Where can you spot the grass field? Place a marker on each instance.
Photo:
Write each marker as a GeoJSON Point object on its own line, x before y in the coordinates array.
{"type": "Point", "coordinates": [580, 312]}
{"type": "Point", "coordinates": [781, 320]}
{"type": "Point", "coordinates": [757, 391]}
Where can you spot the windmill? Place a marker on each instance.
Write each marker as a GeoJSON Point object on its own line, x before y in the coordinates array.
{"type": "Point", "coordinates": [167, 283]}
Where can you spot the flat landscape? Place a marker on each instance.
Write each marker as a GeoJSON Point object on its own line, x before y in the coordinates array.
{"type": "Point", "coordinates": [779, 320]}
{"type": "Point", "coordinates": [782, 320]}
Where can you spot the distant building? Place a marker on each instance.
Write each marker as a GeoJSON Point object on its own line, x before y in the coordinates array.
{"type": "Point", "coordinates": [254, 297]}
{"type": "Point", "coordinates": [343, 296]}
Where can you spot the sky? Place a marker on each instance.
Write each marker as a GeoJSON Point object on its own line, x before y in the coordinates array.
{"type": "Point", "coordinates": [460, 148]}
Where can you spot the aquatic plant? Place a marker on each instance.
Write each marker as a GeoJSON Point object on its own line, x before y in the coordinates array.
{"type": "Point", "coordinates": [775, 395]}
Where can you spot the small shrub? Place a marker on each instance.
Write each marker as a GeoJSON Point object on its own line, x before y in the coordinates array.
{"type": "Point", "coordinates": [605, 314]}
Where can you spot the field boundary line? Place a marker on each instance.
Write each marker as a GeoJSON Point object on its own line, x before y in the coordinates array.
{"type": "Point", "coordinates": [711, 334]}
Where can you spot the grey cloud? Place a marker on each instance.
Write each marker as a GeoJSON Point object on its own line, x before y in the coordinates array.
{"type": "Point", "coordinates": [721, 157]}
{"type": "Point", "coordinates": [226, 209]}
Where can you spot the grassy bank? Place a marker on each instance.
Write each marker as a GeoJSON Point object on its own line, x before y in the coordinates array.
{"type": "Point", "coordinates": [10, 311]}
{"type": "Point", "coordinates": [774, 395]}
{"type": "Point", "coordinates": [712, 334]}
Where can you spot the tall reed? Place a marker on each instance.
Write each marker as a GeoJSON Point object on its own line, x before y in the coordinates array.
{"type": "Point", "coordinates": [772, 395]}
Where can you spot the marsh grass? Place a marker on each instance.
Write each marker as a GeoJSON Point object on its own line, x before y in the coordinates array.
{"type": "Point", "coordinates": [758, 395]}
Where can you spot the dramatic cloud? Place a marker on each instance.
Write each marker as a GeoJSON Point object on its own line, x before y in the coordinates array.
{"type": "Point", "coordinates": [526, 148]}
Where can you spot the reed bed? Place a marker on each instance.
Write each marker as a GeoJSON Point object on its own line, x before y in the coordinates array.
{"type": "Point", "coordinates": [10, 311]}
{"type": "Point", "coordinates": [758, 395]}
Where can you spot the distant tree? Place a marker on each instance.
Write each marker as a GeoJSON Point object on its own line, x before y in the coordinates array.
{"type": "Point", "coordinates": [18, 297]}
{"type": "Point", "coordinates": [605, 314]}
----
• **SET EXERCISE**: Copy out the records word for word, starting with the line that contains "Where can you spot the distant tree?" and going on through the last line of the records.

• **REPLY TO THE TASK**:
Where can you spot the distant tree? Place a marker on each instance.
Write each marker as a GeoJSON Point object on its own line, x before y in the coordinates array.
{"type": "Point", "coordinates": [18, 297]}
{"type": "Point", "coordinates": [605, 314]}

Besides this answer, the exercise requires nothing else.